Dataset records
:::
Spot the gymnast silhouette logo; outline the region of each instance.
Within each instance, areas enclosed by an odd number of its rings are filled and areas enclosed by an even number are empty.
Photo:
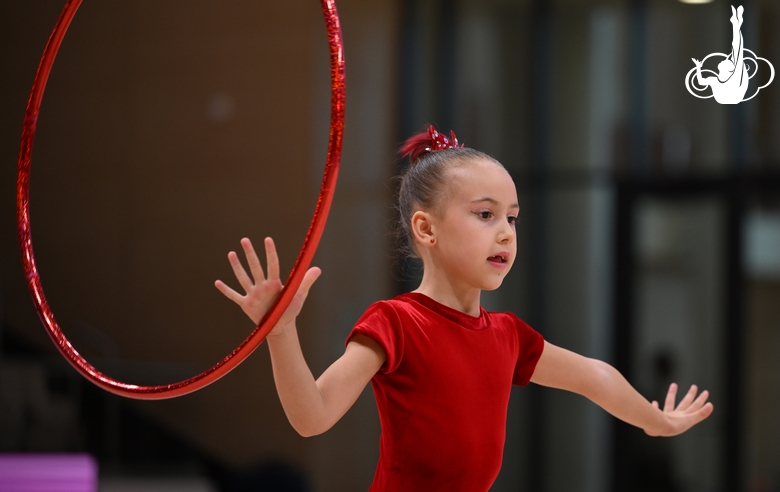
[[[742,27],[742,13],[744,11],[745,9],[741,5],[736,10],[733,6],[731,7],[731,54],[712,53],[707,55],[702,61],[692,58],[696,66],[685,76],[685,88],[699,99],[714,97],[720,104],[739,104],[742,101],[749,101],[756,97],[756,94],[761,89],[771,84],[772,80],[774,80],[775,67],[766,58],[761,58],[745,48],[742,32],[740,31]],[[722,58],[721,62],[718,63],[717,74],[713,70],[702,68],[704,63],[710,58],[715,60]],[[769,81],[758,87],[750,97],[745,97],[750,79],[758,73],[759,60],[766,63],[769,67]],[[704,77],[702,74],[711,74],[713,76]],[[712,89],[712,94],[703,96],[696,93],[706,92],[708,87]]]

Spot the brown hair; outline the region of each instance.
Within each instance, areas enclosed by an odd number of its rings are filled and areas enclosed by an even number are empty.
[[[445,192],[445,178],[449,170],[467,164],[474,159],[486,159],[503,165],[479,150],[458,145],[452,134],[454,145],[437,150],[442,144],[432,139],[441,138],[441,134],[429,127],[429,130],[410,137],[401,146],[401,158],[409,157],[409,167],[400,176],[398,189],[398,227],[396,236],[398,248],[404,257],[418,258],[414,248],[411,224],[412,215],[417,210],[439,211],[441,198]],[[449,143],[449,140],[444,137]]]

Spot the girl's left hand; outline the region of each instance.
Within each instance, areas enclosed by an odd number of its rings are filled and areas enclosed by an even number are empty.
[[[692,385],[688,393],[680,400],[680,403],[675,406],[677,399],[677,384],[672,383],[669,385],[669,391],[666,393],[666,401],[664,402],[663,414],[666,417],[668,428],[661,432],[645,432],[651,436],[676,436],[687,431],[694,425],[698,424],[702,420],[710,416],[713,410],[712,403],[707,402],[709,392],[707,390],[699,393],[696,385]],[[653,407],[659,408],[658,402],[653,401]]]

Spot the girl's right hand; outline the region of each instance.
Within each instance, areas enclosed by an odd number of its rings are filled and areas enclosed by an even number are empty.
[[[235,273],[236,279],[241,284],[241,287],[244,288],[246,294],[239,294],[221,280],[217,280],[214,285],[225,297],[241,306],[241,309],[249,316],[249,319],[257,325],[271,309],[271,306],[273,306],[277,297],[279,297],[279,293],[282,291],[283,286],[279,279],[279,257],[276,254],[273,239],[270,237],[265,238],[265,257],[268,267],[268,278],[266,278],[263,273],[263,267],[260,265],[260,260],[252,247],[252,242],[244,238],[241,240],[241,246],[244,249],[252,276],[250,277],[246,273],[243,265],[241,265],[241,261],[238,259],[238,255],[234,251],[228,253],[228,261],[230,261],[233,273]],[[314,281],[317,280],[317,277],[320,276],[320,273],[322,272],[317,267],[310,268],[306,272],[290,305],[287,306],[287,309],[285,309],[284,314],[282,314],[276,326],[269,333],[269,336],[278,335],[286,331],[287,327],[295,321],[295,318],[301,312],[303,301],[306,300],[306,296],[309,294],[309,289]]]

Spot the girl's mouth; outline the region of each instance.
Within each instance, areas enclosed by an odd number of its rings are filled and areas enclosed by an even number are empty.
[[[506,257],[502,255],[495,255],[488,258],[488,261],[495,264],[496,266],[504,265],[506,263]]]

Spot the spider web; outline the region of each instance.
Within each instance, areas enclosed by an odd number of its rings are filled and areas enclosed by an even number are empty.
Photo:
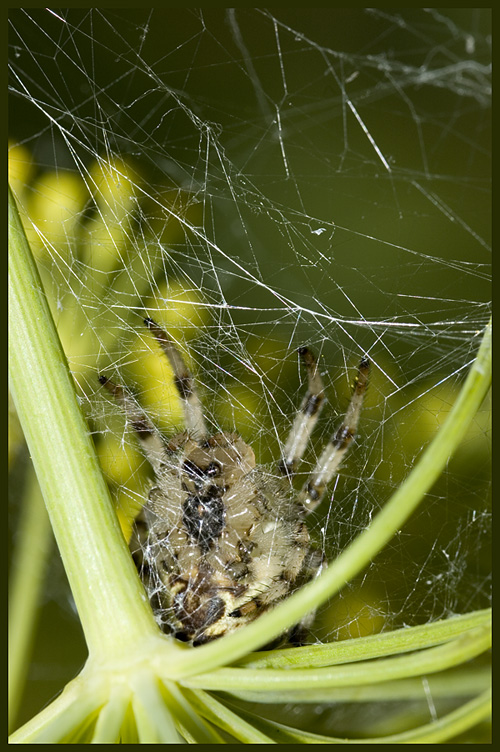
[[[319,356],[298,486],[372,362],[355,446],[310,519],[335,557],[446,417],[489,318],[490,18],[436,9],[16,9],[12,182],[124,528],[148,468],[97,381],[182,429],[143,325],[211,428],[280,458]],[[314,639],[489,603],[487,406]],[[42,671],[43,673],[43,671]]]

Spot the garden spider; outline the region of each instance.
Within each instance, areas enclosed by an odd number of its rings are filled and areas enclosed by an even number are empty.
[[[344,421],[296,493],[291,478],[325,399],[312,352],[298,351],[308,389],[278,472],[270,474],[256,466],[253,450],[238,434],[209,433],[182,355],[158,324],[149,318],[145,324],[172,366],[186,430],[164,439],[125,387],[105,376],[99,381],[124,411],[155,472],[137,520],[135,559],[156,620],[164,631],[198,645],[253,621],[321,568],[305,517],[321,501],[354,438],[370,364],[361,360]]]

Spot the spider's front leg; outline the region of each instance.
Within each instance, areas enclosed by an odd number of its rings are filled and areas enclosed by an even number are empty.
[[[144,456],[155,472],[161,467],[165,455],[165,444],[158,429],[150,421],[144,410],[136,402],[131,392],[119,384],[115,384],[106,376],[99,376],[99,383],[106,387],[113,395],[118,405],[125,413],[127,421],[134,429],[141,443]]]
[[[163,353],[167,356],[174,372],[174,384],[182,401],[186,430],[193,439],[205,439],[208,436],[203,408],[198,397],[191,373],[180,351],[167,332],[153,319],[144,319],[148,329],[153,332]]]
[[[354,390],[344,421],[326,445],[300,493],[299,499],[307,514],[316,509],[320,503],[328,483],[339,469],[356,435],[369,379],[370,361],[368,358],[363,358],[358,366]]]
[[[283,457],[278,466],[279,471],[288,477],[293,475],[302,459],[325,401],[323,380],[319,374],[316,358],[307,347],[301,347],[298,352],[307,368],[308,388],[293,421],[283,449]]]

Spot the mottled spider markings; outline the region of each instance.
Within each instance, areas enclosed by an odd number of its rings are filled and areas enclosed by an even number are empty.
[[[296,493],[291,479],[325,401],[313,353],[299,350],[308,389],[278,473],[270,473],[256,465],[238,434],[210,435],[180,351],[152,319],[145,324],[172,366],[186,430],[165,439],[125,387],[105,376],[99,381],[123,409],[155,472],[131,547],[156,619],[164,631],[199,645],[252,621],[322,566],[305,517],[355,436],[370,365],[362,359],[345,419]]]

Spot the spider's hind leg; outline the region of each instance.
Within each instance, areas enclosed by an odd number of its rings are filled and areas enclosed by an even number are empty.
[[[369,378],[370,361],[363,358],[358,366],[354,390],[344,421],[326,445],[301,491],[300,501],[307,513],[312,512],[320,503],[326,486],[337,472],[356,435]]]

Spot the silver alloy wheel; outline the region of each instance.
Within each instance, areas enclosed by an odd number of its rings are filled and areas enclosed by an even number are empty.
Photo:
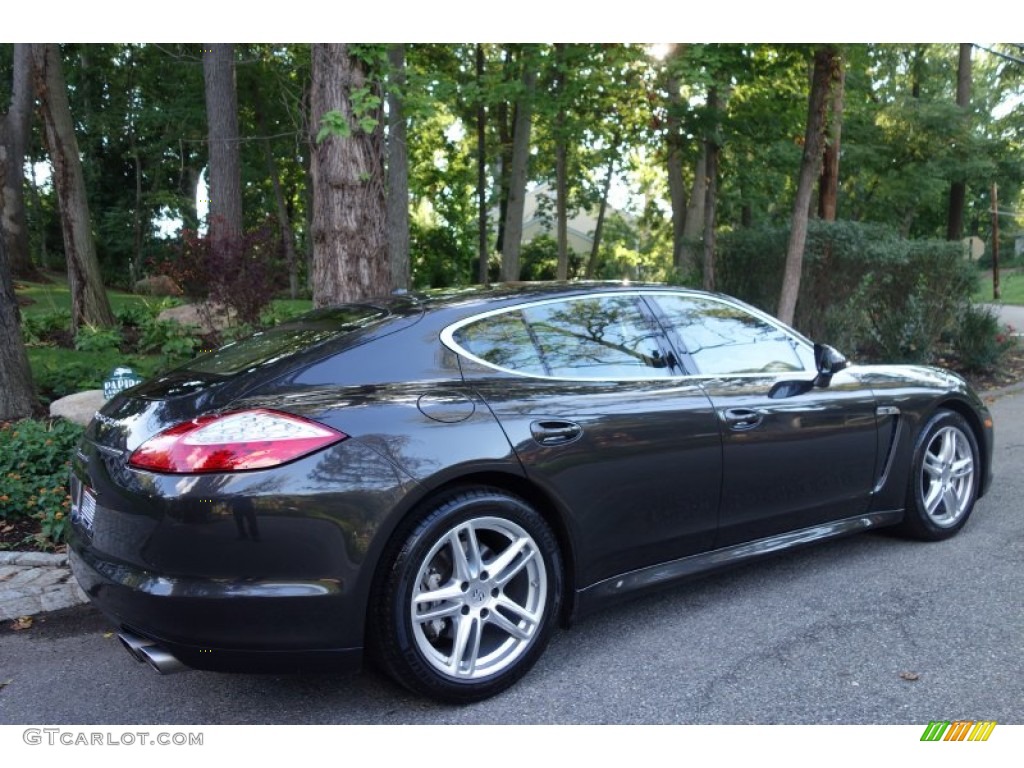
[[[453,680],[508,669],[544,620],[544,557],[530,534],[504,518],[478,517],[448,530],[423,558],[413,584],[416,646]]]
[[[921,462],[921,499],[933,523],[949,528],[974,498],[974,452],[967,435],[947,426],[932,435]]]

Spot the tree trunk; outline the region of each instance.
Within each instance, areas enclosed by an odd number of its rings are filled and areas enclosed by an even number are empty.
[[[708,106],[715,115],[722,109],[717,88],[712,87],[708,90]],[[715,212],[718,208],[718,155],[721,152],[716,137],[717,118],[715,123],[716,128],[704,141],[705,168],[708,180],[704,193],[704,253],[701,260],[701,275],[705,291],[715,290]]]
[[[558,102],[558,117],[555,125],[555,242],[558,260],[555,277],[569,279],[569,147],[565,131],[565,43],[555,43],[555,88],[554,97]]]
[[[257,100],[259,97],[256,97]],[[263,156],[267,161],[267,174],[270,176],[270,186],[274,190],[274,209],[277,212],[277,226],[281,230],[281,247],[284,249],[284,261],[288,267],[288,295],[292,299],[299,296],[299,256],[295,252],[295,232],[292,230],[291,217],[288,215],[288,206],[284,200],[284,191],[281,189],[281,172],[274,160],[274,152],[270,147],[270,139],[267,138],[267,119],[261,109],[262,105],[257,101],[256,124],[260,133],[263,134]]]
[[[484,46],[476,44],[476,205],[477,282],[488,282],[487,262],[487,106],[484,102]]]
[[[680,94],[679,77],[672,70],[672,62],[680,50],[677,45],[673,55],[667,59],[668,78],[668,119],[665,140],[668,144],[668,193],[672,203],[672,264],[677,271],[684,271],[683,238],[686,230],[686,184],[683,180],[683,135],[679,115],[685,107]]]
[[[213,246],[242,232],[242,175],[238,147],[238,95],[235,48],[231,43],[203,45],[206,123],[209,130],[209,235]]]
[[[818,217],[835,221],[839,202],[839,146],[843,136],[843,105],[845,102],[846,65],[841,55],[832,61],[832,111],[829,121],[829,140],[821,164],[818,184]]]
[[[504,80],[511,82],[512,78],[512,49],[505,49]],[[505,222],[508,218],[508,190],[512,174],[512,132],[509,126],[509,107],[507,101],[498,102],[494,110],[498,122],[498,172],[495,180],[498,185],[498,237],[494,244],[494,250],[498,253],[505,252]],[[512,110],[512,122],[515,122],[515,110]]]
[[[800,274],[804,262],[804,245],[807,242],[807,218],[810,213],[814,180],[821,165],[826,97],[837,55],[837,49],[832,45],[826,45],[814,52],[811,93],[807,101],[807,131],[804,135],[796,200],[793,203],[789,246],[786,249],[786,268],[782,276],[782,294],[779,297],[778,317],[782,322],[789,324],[793,322],[797,297],[800,295]]]
[[[14,277],[40,278],[32,263],[25,218],[25,147],[32,116],[32,47],[14,44],[11,104],[0,116],[0,237]]]
[[[533,92],[537,68],[528,51],[523,52],[523,87],[516,99],[512,131],[512,167],[509,169],[505,242],[501,252],[501,279],[519,279],[519,251],[523,245],[523,208],[526,204],[526,173],[530,163],[530,129],[533,123]]]
[[[36,396],[4,238],[0,238],[0,338],[4,339],[0,344],[0,422],[24,419],[32,415]]]
[[[392,288],[409,288],[409,152],[405,143],[405,46],[388,49],[392,87],[388,90],[388,261]]]
[[[960,60],[956,69],[956,104],[965,116],[971,108],[971,43],[960,43]],[[966,119],[966,117],[965,117]],[[946,221],[946,239],[959,240],[964,233],[964,202],[967,182],[957,179],[949,186],[949,214]]]
[[[708,155],[701,152],[693,169],[693,189],[690,203],[686,206],[686,220],[683,222],[683,243],[680,260],[683,270],[697,273],[701,263],[701,248],[698,243],[704,238],[704,205],[708,197]]]
[[[390,290],[384,169],[372,133],[353,115],[350,94],[366,87],[362,64],[345,44],[312,49],[313,306],[361,301]],[[315,135],[328,112],[347,136]]]
[[[608,192],[612,188],[612,176],[615,175],[615,158],[619,151],[619,137],[612,139],[611,155],[608,160],[608,173],[604,177],[604,186],[601,188],[601,204],[597,209],[597,224],[594,225],[594,242],[590,245],[590,258],[587,259],[587,269],[584,276],[590,280],[597,274],[597,255],[601,251],[601,234],[604,231],[604,217],[608,211]]]
[[[71,289],[71,333],[76,334],[83,324],[113,325],[114,313],[103,289],[96,244],[92,239],[85,177],[61,72],[60,50],[54,43],[33,45],[32,63],[61,210]]]

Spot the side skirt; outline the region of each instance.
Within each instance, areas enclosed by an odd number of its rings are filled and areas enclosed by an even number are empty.
[[[769,536],[757,541],[734,544],[731,547],[701,552],[697,555],[681,557],[665,563],[623,573],[591,584],[579,590],[576,595],[576,615],[579,618],[609,603],[616,602],[626,595],[633,595],[657,587],[665,586],[674,581],[697,576],[720,568],[752,560],[757,557],[784,552],[788,549],[802,547],[807,544],[847,536],[853,533],[875,528],[895,525],[903,519],[903,510],[887,512],[870,512],[856,517],[847,517],[831,523],[802,528],[799,531]]]

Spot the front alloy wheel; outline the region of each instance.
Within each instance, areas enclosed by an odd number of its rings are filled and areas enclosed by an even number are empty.
[[[386,670],[442,701],[492,696],[540,656],[561,600],[557,542],[522,499],[463,490],[433,506],[386,562],[374,645]]]
[[[959,531],[978,496],[980,456],[963,416],[946,410],[932,416],[914,448],[903,530],[930,541]]]

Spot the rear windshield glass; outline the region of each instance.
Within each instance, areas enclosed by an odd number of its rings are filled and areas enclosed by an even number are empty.
[[[285,325],[259,331],[201,355],[184,367],[198,373],[233,376],[374,325],[388,314],[380,307],[362,304],[316,310]]]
:::
About this exercise:
For this exercise, return every line from the data that holds the string "hand".

Result below:
Spot the girl's left hand; outline the region of each instance.
Spot the girl's right hand; outline the region of each instance.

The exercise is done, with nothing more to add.